**What you will do**. Each entry below is to be given again word for word, with no pictures.

--- Dataset content Enclosed Below ---

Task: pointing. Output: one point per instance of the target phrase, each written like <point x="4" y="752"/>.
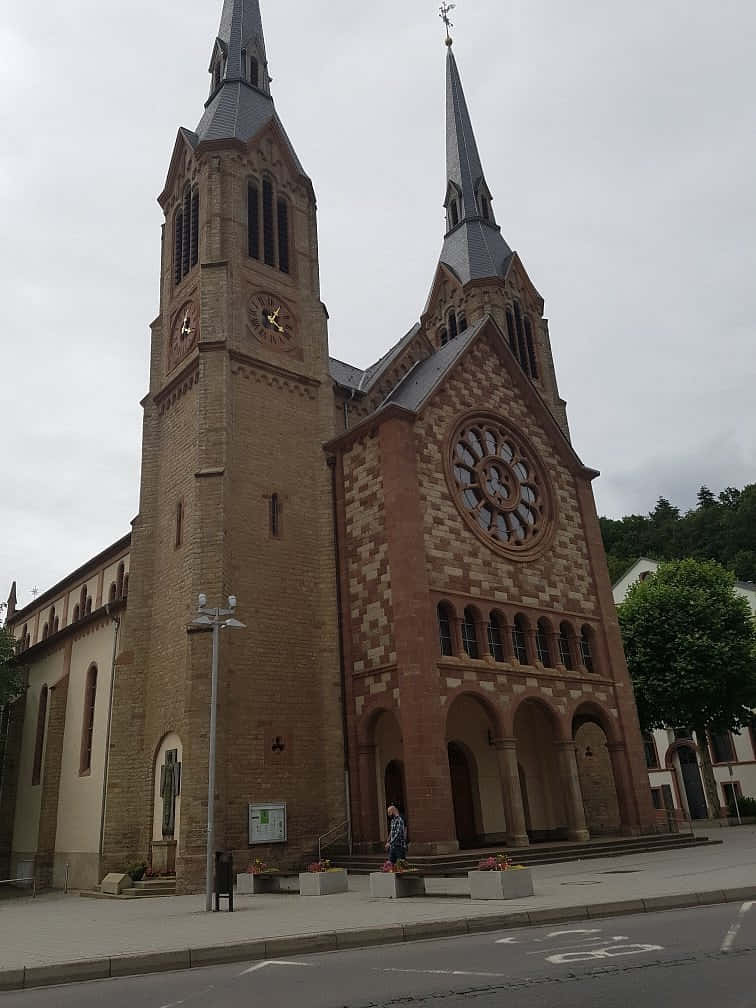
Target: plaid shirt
<point x="396" y="837"/>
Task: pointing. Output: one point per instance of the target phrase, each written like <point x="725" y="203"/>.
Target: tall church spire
<point x="473" y="247"/>
<point x="240" y="104"/>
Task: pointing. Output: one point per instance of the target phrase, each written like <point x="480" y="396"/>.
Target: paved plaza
<point x="57" y="928"/>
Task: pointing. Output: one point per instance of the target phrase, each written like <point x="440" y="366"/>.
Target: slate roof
<point x="237" y="111"/>
<point x="475" y="248"/>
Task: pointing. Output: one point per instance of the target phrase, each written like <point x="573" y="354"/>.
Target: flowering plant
<point x="320" y="866"/>
<point x="258" y="867"/>
<point x="498" y="863"/>
<point x="399" y="868"/>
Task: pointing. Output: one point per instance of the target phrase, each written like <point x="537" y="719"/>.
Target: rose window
<point x="500" y="485"/>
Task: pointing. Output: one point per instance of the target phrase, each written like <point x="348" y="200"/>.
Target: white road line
<point x="269" y="962"/>
<point x="733" y="932"/>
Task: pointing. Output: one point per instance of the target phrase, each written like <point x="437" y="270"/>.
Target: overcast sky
<point x="618" y="140"/>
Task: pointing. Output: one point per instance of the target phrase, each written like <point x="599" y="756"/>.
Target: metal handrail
<point x="15" y="881"/>
<point x="335" y="834"/>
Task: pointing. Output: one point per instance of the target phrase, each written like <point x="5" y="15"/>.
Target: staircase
<point x="462" y="862"/>
<point x="146" y="889"/>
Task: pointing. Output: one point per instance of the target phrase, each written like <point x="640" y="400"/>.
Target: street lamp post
<point x="218" y="619"/>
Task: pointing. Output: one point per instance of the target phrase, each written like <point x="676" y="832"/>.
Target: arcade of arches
<point x="553" y="778"/>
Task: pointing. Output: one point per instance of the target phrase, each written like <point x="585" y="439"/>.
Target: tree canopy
<point x="720" y="527"/>
<point x="690" y="646"/>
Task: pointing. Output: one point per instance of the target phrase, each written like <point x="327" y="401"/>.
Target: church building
<point x="414" y="547"/>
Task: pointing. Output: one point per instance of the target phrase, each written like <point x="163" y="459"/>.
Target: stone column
<point x="506" y="752"/>
<point x="623" y="786"/>
<point x="571" y="785"/>
<point x="369" y="829"/>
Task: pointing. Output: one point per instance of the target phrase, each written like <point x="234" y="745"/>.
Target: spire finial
<point x="446" y="10"/>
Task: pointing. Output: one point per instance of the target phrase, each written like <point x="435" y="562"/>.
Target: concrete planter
<point x="248" y="884"/>
<point x="512" y="884"/>
<point x="395" y="885"/>
<point x="323" y="883"/>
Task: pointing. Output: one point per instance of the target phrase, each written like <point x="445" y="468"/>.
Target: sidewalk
<point x="55" y="928"/>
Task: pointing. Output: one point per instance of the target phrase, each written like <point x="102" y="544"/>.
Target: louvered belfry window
<point x="253" y="220"/>
<point x="186" y="234"/>
<point x="282" y="236"/>
<point x="268" y="239"/>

--- End of Enclosed Dataset content ---

**Reply**.
Task: pointing. Output: one point per instance of the target phrase, each written like <point x="4" y="752"/>.
Target: plaid shirt
<point x="396" y="837"/>
Task: pointing. Output: one point per instance of the target phrase, each written like <point x="725" y="203"/>.
Target: tall church spire
<point x="473" y="247"/>
<point x="240" y="104"/>
Task: pointing. Output: one point per instance of the target phrase, each written like <point x="480" y="396"/>.
Target: paved plaza
<point x="57" y="928"/>
Task: pointing. Output: one point per instance of the target phrase, each written like <point x="440" y="366"/>.
Target: slate roof
<point x="237" y="111"/>
<point x="475" y="248"/>
Task: pointing. Output: one point per instance of the target phrase, each written like <point x="573" y="354"/>.
Target: flowering plant
<point x="320" y="866"/>
<point x="258" y="867"/>
<point x="498" y="863"/>
<point x="399" y="868"/>
Task: pointing. Output: one point per instance of the target phrase, each written like <point x="537" y="719"/>.
Target: rose window
<point x="500" y="485"/>
Task: pointing. Output: one point per instance of the target phrase, each written like <point x="348" y="200"/>.
Target: white road line
<point x="269" y="962"/>
<point x="733" y="932"/>
Task: pointing. Output: one point per instance of the target phrase, each written like <point x="437" y="270"/>.
Target: overcast sky
<point x="618" y="140"/>
Task: pointing. Output: one point per instance of the target phrase, each written like <point x="599" y="756"/>.
Target: metal handrail
<point x="15" y="881"/>
<point x="335" y="834"/>
Task: pointing. Output: one point per instance of the target phrase, each written like <point x="5" y="15"/>.
Target: staircase
<point x="462" y="862"/>
<point x="146" y="889"/>
Task: pointing. Output: one point per instance of the target phrase, each written like <point x="640" y="400"/>.
Target: street lamp post
<point x="218" y="619"/>
Task: pointing. Output: one point per instance of the target phrase, each written like <point x="676" y="832"/>.
Target: arcade of arches
<point x="553" y="778"/>
Task: pointing. Output: one point per instance of the target phrase, each written like <point x="585" y="439"/>.
Target: tree canopy
<point x="720" y="527"/>
<point x="690" y="646"/>
Task: pointing. Output: one point per instance of the target phrase, each written like <point x="327" y="401"/>.
Target: church building
<point x="414" y="547"/>
Task: pointing. Output: one point per instance of the target phrase, each written like <point x="163" y="459"/>.
Target: stone column
<point x="506" y="752"/>
<point x="623" y="786"/>
<point x="571" y="785"/>
<point x="369" y="829"/>
Task: pointing. Output: one point per instance of the target phrase, each written like <point x="234" y="745"/>.
Target: spire finial
<point x="446" y="10"/>
Task: pointing. Output: one point per instance of the target phrase, each written like <point x="435" y="562"/>.
Target: concrete planter
<point x="248" y="884"/>
<point x="512" y="884"/>
<point x="395" y="885"/>
<point x="323" y="883"/>
Task: pointing. Output: one point per instance of the target phrase, each written like <point x="445" y="468"/>.
Target: sidewalk
<point x="55" y="928"/>
Task: pointing. Output: one point per instance of the target phrase, each written like <point x="102" y="544"/>.
Target: louvered belfry window
<point x="253" y="220"/>
<point x="186" y="234"/>
<point x="282" y="236"/>
<point x="268" y="239"/>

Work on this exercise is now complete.